## [WORK REQUEST]
Please write out the part of the Turner Syndrome pregnancy abstract below from "Geraldine Spain, Lucy" up to and including "Turner Syndrome (TS).", word for word.

## [SOURCE PASSAGE]
____________
Endocrine Abstracts (2017) 50 P361 | DOI: 10.1530/endoabs.50.P361

Non-cardiac maternal and fetal outcomes in Turner Syndrome pregnancies.

Geraldine Spain, Lucy MacKillop & Helen Turner


Oxford University Hospitals NHS Trust, Oxford, UK.


Background: Despite new, albeit draft, international guidelines there remains limited data and guidance on the non-cardiac obstetric management and outcomes in women with Turner Syndrome (TS).

AIMS: This retrospective single centre audit aimed to assess the maternal and fetal outcomes in a large single centre cohort.

METHODS: We identified 110 women under our care with TS. Of these, 28 women had attempted to achieve a pregnancy. Clinical data was correlated with birth registration records.

RESULTS: 12/28 achieved a pregnancy using assisted reproductive techniques (ART), the other 16/28 achieved spontaneous conception (SP), 22 seperate pregnancies. Of those undergoing ART, 6/12 went on to have live births, including a set of twins. The genotype 45XO was expressed in 2/6 of the ART group; 4/6 expressed mosaicisms. Maternal age ranged from 31-40. There was no information available regarding frequency of donor oocytes. Pre-existing hypertension was present in 3/6, and there was no evidence of progression to pre-eclampsia. Gestational diabetes developed in 2/6, one of whom went on to develop Type 2 Diabetes.

Of the 16 who experienced SP, one woman expressed a 45XO genotype; 15 expressed mosaicisms. Full obstetric information was available on 6 of the SP maternities. There were 3 elective caesarean sections for obstetric indications and 3 operative vaginal deliveries. One woman developed gestational hypertension, and then pre-eclampsia in a subsequent pregnancy. One was known to have subclinical thyroid disease, but no new cases in pregnancy. No women developed gestational diabetes, obstetric cholestasis or acute cardiac problems. All 6 babies had a birth weight above the 10th centile.

Conclusions: Although pregnancy rates were low, outcomes were good. Accepting the increased risk of cardiac complications, perhaps it is time to reconsider our counselling of these women, in order to provide a more reassuring advice within the appropriate Multi Disciplinary Team setting.
____________
## [INFORMATION SHOWN]
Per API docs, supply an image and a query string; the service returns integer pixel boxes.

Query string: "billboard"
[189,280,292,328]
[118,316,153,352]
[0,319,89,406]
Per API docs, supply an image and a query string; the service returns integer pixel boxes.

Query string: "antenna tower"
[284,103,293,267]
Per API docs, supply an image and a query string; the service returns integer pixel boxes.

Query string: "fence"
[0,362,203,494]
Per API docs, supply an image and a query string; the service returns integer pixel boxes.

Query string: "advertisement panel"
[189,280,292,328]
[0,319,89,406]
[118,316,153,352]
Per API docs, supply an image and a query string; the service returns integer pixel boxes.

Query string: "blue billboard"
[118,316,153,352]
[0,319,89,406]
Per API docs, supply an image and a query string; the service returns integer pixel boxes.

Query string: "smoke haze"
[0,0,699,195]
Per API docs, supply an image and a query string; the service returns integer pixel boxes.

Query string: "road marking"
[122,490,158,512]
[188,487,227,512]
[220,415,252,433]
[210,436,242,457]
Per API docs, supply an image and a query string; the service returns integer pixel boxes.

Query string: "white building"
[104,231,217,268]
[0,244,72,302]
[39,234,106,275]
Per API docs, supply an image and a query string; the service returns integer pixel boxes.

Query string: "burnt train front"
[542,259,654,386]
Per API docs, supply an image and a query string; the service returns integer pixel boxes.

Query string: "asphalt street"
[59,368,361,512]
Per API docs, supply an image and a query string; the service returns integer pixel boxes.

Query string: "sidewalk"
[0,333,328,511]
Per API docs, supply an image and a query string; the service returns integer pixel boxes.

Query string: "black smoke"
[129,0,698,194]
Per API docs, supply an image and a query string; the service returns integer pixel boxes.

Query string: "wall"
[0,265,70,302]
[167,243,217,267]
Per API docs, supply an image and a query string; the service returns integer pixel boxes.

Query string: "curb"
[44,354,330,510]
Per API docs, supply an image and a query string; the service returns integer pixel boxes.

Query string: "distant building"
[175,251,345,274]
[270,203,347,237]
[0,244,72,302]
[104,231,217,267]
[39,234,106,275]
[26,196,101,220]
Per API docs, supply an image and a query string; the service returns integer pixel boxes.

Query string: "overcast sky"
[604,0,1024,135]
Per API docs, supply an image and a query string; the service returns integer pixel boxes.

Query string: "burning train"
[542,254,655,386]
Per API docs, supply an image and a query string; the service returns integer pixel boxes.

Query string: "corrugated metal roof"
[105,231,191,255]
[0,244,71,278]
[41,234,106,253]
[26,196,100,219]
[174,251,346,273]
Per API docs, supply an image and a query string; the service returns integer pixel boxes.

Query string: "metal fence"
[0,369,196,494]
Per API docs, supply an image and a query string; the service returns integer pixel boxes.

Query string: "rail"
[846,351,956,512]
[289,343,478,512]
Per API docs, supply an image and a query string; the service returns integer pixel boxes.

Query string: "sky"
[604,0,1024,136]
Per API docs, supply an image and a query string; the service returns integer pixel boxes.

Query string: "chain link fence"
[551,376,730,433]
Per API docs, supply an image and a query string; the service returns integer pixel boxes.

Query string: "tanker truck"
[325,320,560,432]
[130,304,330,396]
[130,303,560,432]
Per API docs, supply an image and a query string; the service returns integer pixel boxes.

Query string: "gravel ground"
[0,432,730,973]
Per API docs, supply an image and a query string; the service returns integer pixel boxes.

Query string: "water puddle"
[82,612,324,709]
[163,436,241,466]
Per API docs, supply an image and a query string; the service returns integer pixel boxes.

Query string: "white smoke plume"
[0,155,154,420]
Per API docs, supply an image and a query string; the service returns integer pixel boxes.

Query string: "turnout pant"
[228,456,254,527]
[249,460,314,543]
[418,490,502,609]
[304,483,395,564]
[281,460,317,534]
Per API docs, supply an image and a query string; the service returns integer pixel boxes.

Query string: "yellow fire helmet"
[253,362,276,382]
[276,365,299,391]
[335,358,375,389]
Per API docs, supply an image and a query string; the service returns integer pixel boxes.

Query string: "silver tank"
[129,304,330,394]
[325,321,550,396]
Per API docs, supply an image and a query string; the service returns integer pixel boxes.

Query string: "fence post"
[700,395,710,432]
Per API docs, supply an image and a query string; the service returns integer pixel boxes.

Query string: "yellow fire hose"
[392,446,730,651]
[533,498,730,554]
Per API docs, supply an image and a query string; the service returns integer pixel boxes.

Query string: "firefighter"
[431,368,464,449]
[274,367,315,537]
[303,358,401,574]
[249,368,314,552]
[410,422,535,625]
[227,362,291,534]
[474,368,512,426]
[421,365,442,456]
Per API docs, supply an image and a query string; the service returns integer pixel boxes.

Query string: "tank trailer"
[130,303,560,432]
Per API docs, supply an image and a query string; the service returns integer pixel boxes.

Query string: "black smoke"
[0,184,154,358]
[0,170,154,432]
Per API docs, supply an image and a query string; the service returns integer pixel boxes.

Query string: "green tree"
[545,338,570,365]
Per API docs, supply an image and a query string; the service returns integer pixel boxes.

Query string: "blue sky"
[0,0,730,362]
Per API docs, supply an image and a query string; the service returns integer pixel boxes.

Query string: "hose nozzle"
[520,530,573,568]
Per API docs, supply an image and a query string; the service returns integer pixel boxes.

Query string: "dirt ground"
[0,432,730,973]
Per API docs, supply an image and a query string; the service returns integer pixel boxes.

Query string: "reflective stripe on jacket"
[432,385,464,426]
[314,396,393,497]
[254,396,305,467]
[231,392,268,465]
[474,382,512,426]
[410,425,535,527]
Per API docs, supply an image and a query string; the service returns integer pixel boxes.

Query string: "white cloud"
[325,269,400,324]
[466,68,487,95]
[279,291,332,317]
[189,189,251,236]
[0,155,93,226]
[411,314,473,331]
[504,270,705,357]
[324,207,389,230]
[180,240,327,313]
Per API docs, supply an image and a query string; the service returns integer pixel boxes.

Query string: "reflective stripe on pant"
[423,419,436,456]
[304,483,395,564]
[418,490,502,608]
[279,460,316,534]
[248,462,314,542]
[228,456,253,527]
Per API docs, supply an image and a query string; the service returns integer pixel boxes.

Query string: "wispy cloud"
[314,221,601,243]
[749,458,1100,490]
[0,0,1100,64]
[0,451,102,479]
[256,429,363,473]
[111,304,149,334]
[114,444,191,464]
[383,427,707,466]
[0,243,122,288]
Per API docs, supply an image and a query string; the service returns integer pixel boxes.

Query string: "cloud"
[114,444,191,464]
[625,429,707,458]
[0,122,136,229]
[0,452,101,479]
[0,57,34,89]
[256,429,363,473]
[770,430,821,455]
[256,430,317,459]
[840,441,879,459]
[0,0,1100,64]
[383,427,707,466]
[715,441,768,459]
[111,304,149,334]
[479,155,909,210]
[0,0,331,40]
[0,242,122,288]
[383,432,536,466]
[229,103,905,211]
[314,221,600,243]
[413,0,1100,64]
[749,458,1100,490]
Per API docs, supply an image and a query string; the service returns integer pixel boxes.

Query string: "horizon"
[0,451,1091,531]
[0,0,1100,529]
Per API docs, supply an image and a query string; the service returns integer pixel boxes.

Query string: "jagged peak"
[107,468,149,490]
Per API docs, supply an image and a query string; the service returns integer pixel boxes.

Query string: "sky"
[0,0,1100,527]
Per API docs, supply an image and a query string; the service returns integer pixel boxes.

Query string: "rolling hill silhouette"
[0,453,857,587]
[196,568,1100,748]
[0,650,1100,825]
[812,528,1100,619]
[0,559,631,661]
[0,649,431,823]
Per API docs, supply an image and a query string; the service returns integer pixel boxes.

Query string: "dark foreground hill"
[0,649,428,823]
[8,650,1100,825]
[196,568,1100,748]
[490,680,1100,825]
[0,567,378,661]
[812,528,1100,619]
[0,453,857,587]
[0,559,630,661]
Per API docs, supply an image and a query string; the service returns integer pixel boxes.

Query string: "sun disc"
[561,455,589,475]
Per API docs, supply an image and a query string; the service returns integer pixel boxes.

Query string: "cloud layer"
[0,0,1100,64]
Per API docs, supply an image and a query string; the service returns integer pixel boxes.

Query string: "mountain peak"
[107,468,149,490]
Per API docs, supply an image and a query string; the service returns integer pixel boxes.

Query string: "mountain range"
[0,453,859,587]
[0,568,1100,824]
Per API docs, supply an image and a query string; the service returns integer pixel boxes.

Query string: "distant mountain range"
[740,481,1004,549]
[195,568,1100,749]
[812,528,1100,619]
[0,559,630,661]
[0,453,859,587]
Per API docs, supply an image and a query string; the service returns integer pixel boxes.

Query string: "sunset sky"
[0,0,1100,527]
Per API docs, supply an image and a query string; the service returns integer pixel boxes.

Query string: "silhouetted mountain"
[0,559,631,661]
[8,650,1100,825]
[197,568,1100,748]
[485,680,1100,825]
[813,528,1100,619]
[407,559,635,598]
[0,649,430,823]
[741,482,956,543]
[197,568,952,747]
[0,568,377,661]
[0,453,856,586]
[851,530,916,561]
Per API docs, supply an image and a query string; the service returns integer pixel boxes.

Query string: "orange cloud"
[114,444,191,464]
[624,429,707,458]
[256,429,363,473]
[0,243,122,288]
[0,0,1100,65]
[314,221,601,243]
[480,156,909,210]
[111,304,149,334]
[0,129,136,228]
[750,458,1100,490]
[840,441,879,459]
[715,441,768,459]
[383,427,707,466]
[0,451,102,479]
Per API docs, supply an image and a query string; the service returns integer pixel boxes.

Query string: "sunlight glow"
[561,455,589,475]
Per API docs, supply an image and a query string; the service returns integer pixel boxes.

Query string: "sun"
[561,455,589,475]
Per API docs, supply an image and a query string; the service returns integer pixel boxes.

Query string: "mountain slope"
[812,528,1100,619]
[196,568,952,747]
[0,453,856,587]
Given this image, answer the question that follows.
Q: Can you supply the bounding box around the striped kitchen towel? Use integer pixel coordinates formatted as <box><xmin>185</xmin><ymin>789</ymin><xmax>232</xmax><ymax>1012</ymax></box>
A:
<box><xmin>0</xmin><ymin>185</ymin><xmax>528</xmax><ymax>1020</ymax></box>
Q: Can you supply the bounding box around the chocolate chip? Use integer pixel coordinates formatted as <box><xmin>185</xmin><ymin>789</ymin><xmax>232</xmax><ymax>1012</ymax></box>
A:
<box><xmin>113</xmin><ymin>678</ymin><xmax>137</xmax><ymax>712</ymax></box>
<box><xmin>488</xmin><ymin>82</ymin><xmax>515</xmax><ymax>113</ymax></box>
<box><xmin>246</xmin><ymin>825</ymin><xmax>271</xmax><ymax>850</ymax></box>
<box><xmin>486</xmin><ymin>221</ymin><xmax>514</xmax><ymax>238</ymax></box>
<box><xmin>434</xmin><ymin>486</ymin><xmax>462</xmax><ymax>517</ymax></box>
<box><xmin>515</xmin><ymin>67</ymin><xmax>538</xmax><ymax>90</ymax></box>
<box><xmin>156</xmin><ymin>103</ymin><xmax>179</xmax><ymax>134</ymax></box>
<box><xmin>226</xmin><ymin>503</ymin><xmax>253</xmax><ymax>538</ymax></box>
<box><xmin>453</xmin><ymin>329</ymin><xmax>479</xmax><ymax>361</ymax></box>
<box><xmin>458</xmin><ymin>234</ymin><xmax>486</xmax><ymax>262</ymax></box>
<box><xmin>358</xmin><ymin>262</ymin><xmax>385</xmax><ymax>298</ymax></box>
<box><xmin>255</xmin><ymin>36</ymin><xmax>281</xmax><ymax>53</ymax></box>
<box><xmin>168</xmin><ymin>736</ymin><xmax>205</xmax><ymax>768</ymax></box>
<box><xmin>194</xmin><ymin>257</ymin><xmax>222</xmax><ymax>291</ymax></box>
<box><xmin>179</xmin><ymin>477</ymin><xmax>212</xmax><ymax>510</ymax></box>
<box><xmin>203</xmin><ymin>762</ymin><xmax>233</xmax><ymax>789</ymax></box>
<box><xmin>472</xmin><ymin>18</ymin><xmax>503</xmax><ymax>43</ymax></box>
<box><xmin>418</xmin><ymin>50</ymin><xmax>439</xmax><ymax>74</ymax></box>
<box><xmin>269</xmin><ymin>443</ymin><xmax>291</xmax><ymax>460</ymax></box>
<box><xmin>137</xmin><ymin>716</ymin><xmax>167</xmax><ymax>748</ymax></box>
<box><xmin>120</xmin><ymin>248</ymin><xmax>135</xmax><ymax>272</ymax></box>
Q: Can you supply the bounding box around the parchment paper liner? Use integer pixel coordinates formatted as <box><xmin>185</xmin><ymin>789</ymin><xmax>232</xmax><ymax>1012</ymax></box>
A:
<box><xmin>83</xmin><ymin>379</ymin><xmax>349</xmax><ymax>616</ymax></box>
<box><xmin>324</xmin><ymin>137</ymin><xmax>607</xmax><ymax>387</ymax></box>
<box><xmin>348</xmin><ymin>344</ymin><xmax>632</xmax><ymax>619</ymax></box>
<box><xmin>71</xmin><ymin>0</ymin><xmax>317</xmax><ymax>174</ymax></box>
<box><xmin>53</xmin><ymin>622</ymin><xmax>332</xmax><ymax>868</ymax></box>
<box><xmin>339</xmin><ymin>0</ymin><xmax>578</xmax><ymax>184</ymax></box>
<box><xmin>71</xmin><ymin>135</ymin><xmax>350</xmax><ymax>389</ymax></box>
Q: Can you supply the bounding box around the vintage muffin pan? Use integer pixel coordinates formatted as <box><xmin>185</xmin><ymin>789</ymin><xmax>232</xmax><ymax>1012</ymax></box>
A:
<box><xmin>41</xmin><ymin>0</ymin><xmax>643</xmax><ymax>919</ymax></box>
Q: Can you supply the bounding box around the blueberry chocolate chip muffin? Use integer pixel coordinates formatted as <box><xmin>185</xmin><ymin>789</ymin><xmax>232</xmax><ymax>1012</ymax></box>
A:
____________
## [RESPONSE BELOW]
Geraldine Spain, Lucy MacKillop & Helen Turner


Oxford University Hospitals NHS Trust, Oxford, UK.


Background: Despite new, albeit draft, international guidelines there remains limited data and guidance on the non-cardiac obstetric management and outcomes in women with Turner Syndrome (TS).